Text:
-- BEGIN --

Thus, although there have been described particular embodiments of the present invention of a new and useful SYSTEM AND METHOD FOR PREDICTING MUSICAL KEYS FROM AN AUDIO SOURCE REPRESENTING A MUSICAL COMPOSITION, it is not intended that such references be construed as limitations upon the scope of this invention except as set forth in the following claims.

Claims (22)

1. A system for predicting a musical key of a musical composition represented by a target audio source, comprising:
a database including a plurality of reference audio files, each of the plurality of reference audio files represents a musical work and includes a root key and a note strength profile;
a musical key estimation system coupled to the database and having an association algorithm, a note strength algorithm, and an audio file input to accept the target audio file of said target audio source,
wherein the note strength algorithm determines a note strength of the target audio file, the note strength being determined based on characteristics of notes as compared to other notes in the musical composition of the target audio file; and
wherein the association algorithm predicts the musical key of the musical composition by analyzing the note strength in relation to the plurality of reference audio files in the database.
2. The system of claim 1, wherein the association algorithm includes one of a Naive Bayes model and a Clusters model.
3. The system of claim 1, wherein the characteristics include at least one of frequency, duration and volume.
4. The system of claim 1, wherein the association algorithm includes a neural network model.
5. The system of claim 1, wherein the note strength profiles are determined by the note strength algorithm.
6. The system of claim 1, wherein the database includes a composition classification system and the plurality of reference audio files are classified according to the composition classification system.
7. The system of claim 1, wherein the note strength of the target audio file comprises relative core note values.

-- END --

Supplied entries:
-- BEGIN --

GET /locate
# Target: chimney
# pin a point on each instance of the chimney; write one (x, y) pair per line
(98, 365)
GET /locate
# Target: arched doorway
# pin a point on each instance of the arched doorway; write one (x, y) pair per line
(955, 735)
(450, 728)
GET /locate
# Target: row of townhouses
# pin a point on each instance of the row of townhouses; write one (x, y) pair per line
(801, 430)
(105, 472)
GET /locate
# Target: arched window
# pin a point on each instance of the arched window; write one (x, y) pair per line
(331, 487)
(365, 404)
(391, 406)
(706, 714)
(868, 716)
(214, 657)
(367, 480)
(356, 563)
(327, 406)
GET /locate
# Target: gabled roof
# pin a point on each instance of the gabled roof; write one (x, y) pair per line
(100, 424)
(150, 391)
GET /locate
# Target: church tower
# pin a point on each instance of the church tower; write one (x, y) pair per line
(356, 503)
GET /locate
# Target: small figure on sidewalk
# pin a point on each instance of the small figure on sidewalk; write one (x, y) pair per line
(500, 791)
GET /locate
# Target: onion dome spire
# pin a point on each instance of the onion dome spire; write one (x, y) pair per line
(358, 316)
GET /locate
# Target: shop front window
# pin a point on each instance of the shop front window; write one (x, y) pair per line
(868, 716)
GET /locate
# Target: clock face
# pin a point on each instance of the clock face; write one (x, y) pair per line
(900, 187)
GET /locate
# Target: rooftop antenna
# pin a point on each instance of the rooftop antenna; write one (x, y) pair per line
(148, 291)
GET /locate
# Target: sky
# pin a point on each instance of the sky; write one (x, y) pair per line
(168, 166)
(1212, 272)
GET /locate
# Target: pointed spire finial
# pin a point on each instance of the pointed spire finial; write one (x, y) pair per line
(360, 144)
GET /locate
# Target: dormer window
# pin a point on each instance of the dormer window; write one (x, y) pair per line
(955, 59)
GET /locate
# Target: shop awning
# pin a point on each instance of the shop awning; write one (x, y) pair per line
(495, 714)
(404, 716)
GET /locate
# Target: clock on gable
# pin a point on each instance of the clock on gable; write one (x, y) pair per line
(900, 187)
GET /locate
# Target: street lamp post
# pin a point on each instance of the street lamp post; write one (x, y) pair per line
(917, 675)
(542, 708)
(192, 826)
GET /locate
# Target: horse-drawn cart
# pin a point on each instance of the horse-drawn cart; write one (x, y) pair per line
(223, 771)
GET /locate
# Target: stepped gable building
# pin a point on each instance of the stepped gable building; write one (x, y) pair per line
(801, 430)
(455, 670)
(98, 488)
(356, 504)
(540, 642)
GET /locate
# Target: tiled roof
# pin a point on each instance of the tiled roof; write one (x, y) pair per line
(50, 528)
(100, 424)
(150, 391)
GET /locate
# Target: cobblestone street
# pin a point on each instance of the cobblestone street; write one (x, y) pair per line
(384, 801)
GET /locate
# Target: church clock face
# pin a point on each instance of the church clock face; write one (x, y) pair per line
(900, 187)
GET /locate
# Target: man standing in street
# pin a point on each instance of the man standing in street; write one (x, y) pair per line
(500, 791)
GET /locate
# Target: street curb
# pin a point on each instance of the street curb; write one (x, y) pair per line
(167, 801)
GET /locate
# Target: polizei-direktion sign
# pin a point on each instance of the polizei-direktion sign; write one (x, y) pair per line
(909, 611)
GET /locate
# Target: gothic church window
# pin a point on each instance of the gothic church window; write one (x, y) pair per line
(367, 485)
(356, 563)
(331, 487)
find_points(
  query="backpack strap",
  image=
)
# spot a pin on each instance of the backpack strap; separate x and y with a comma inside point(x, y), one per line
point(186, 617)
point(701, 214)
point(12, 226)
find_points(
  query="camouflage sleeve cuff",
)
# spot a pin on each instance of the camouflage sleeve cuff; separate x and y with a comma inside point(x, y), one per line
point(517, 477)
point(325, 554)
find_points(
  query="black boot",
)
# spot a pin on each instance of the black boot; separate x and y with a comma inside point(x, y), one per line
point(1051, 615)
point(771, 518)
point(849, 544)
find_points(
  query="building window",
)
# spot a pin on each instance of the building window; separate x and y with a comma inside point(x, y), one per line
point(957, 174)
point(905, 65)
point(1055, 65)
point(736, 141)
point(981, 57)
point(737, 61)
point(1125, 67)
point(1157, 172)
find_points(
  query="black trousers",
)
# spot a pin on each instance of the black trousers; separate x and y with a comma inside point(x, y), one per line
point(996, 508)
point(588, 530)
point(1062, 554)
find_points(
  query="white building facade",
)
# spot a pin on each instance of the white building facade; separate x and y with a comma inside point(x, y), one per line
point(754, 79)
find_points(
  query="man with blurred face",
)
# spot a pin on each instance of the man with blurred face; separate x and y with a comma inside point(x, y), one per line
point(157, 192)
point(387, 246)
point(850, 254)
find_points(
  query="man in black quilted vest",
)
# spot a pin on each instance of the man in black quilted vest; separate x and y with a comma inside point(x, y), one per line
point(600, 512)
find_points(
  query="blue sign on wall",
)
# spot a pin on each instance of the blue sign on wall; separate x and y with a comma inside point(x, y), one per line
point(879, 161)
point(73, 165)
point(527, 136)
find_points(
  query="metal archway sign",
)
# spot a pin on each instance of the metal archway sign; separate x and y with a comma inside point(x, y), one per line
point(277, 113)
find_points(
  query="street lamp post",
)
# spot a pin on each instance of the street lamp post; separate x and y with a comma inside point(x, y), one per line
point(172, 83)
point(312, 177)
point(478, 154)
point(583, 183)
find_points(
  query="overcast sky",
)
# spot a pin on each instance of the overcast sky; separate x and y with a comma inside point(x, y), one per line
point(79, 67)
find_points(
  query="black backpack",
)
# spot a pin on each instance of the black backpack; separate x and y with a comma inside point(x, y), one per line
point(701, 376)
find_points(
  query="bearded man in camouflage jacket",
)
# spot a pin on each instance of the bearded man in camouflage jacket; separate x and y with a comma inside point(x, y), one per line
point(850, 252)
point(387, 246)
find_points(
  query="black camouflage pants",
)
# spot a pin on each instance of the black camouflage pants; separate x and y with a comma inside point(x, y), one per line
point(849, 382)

-- END --

Can you transcribe the musical-key patent text from "3. The system" up to and including "core note values."?

Result of this exercise:
3. The system of claim 1, wherein the characteristics include at least one of frequency, duration and volume.
4. The system of claim 1, wherein the association algorithm includes a neural network model.
5. The system of claim 1, wherein the note strength profiles are determined by the note strength algorithm.
6. The system of claim 1, wherein the database includes a composition classification system and the plurality of reference audio files are classified according to the composition classification system.
7. The system of claim 1, wherein the note strength of the target audio file comprises relative core note values.